> **Goal**:
Everything from the line containing "Could you please spot the woman's face" through the last line of the records must be returned verbatim, and nothing outside that range.

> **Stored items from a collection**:

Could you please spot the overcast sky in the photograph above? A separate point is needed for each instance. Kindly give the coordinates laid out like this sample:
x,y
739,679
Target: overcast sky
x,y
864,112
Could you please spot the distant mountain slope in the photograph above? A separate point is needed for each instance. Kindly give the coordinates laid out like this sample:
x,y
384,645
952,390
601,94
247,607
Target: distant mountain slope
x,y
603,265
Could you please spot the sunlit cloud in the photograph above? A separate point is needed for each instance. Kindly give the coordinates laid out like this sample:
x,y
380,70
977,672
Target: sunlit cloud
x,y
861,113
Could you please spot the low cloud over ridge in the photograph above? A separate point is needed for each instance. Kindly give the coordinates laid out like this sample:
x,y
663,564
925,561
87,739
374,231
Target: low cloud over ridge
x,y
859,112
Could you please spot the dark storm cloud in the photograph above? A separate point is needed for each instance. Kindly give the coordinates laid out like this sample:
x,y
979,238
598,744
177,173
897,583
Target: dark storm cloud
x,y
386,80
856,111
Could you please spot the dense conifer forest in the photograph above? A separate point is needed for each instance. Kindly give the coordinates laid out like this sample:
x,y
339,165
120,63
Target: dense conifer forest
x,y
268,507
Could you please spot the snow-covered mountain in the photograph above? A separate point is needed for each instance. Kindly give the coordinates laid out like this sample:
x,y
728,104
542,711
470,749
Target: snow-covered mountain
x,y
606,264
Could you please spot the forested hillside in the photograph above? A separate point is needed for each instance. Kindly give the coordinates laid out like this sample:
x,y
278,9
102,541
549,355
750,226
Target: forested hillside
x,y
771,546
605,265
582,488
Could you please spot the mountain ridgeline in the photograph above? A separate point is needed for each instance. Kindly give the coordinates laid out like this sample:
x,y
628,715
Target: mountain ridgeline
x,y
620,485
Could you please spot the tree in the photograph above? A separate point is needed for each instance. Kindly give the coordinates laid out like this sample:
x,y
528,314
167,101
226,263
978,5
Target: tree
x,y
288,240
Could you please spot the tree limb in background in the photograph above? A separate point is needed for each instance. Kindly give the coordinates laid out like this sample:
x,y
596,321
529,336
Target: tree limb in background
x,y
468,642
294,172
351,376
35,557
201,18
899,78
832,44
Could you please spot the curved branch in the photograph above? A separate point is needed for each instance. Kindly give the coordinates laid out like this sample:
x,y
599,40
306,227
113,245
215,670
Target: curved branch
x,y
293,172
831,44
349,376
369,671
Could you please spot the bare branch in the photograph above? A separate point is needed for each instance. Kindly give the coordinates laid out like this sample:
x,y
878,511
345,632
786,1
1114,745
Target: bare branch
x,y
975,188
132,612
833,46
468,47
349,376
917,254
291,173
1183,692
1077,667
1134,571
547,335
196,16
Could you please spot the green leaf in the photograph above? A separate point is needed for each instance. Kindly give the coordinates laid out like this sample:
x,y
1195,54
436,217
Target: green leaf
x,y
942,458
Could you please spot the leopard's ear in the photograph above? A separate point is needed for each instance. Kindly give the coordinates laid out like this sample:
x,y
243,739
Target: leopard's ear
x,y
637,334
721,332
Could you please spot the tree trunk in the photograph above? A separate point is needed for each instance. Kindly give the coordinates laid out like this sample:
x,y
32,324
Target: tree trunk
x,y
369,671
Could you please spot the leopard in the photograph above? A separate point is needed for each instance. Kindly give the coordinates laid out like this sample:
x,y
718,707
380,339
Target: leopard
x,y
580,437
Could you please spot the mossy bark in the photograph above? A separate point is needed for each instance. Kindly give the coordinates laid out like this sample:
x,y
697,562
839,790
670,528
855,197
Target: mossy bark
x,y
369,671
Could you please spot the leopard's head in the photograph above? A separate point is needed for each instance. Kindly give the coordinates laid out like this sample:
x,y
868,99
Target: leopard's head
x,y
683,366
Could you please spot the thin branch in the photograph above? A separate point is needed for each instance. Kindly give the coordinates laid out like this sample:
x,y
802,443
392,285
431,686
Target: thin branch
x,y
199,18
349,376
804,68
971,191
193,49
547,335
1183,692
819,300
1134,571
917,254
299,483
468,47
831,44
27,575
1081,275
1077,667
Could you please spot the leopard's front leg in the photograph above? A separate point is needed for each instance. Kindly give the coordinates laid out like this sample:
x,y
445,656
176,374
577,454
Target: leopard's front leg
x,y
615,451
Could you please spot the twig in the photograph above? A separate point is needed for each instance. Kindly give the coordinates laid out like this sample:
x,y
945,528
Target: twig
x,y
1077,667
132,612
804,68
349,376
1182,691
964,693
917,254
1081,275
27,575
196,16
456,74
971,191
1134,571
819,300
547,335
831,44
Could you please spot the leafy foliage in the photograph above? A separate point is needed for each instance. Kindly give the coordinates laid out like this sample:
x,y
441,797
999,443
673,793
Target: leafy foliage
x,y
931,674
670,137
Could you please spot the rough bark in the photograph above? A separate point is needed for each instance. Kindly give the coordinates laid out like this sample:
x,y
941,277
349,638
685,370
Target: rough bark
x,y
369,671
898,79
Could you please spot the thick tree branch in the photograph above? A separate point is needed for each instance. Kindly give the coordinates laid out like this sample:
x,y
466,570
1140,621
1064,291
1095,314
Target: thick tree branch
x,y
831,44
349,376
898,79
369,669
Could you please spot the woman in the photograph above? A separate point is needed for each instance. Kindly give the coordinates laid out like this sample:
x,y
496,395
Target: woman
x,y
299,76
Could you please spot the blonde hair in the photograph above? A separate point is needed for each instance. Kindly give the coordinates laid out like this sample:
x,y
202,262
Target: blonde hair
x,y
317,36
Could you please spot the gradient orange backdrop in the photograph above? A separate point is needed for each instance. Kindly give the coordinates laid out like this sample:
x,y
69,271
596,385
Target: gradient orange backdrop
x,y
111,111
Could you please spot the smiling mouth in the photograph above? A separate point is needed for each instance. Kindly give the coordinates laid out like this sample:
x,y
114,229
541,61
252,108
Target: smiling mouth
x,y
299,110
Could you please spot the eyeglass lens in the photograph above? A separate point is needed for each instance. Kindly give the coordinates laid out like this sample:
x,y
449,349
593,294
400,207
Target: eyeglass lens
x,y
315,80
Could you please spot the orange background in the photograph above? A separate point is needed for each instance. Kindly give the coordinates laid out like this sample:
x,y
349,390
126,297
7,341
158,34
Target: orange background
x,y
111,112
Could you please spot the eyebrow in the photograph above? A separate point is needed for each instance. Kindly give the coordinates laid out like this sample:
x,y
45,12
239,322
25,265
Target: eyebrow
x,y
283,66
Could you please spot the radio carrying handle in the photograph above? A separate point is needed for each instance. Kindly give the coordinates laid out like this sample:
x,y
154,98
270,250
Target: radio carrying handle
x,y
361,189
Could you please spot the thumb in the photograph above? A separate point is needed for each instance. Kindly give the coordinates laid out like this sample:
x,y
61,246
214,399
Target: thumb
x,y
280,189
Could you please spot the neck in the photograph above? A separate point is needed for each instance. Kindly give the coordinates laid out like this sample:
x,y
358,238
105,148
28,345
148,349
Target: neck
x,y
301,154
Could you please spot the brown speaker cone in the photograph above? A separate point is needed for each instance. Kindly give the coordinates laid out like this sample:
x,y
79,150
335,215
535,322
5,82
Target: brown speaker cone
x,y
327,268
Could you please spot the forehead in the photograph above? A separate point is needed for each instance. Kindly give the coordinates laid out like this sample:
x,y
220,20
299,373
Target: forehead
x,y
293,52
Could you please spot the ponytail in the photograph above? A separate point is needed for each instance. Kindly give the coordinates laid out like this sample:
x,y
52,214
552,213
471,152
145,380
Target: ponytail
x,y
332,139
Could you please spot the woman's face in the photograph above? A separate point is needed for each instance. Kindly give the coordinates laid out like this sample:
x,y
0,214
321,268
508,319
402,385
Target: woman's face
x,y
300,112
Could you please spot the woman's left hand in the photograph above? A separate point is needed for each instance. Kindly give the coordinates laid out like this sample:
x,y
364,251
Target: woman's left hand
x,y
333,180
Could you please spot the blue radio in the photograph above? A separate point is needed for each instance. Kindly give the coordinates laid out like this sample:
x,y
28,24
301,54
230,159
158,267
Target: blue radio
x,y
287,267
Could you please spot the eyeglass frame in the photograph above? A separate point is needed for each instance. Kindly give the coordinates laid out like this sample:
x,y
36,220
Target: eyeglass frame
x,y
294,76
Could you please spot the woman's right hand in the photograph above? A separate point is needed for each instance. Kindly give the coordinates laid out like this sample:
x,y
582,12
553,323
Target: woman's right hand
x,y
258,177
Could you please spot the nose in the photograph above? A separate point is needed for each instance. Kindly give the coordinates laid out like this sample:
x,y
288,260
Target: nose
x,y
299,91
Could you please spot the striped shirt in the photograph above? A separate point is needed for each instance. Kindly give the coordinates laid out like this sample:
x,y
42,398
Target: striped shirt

> **Answer to the problem**:
Could you please spot the woman's face in the photograph above? A separate point is needed for each instance. Kindly give the coordinates laid out like this sample:
x,y
0,214
321,268
508,319
402,385
Target: woman's face
x,y
300,112
Could you please spot the woman's left hand in the photograph above? A separate point is needed for each instance. Kindly give the coordinates laid out like this sample:
x,y
364,251
Target: woman's left hand
x,y
333,180
Could you please spot the blue radio in the photograph above? A separate point is needed for each instance. Kindly give the coordinates laid out like this sample:
x,y
28,24
301,54
230,159
158,267
Target: blue radio
x,y
287,267
Could you please spot the eyeglass frame in the photograph above? A separate point is needed for each instance. Kindly give the coordinates laid out like this sample:
x,y
36,220
Target: eyeglass frame
x,y
294,76
Could you please spot the woman's right hand in the photograph above? A separate point is needed for each instance. Kindly give the coordinates laid out like this sample:
x,y
582,12
553,323
Target: woman's right hand
x,y
258,177
Could you please spot the nose in the photograph above? A separate point is needed for each instance. Kindly give the coordinates laid out like this sample:
x,y
288,260
Target: nose
x,y
299,91
Could you please spot the striped shirt in the photograph above? A separate point is needed for each instance. Kindly give the coordinates laid out like this sample:
x,y
42,398
Target: striped shirt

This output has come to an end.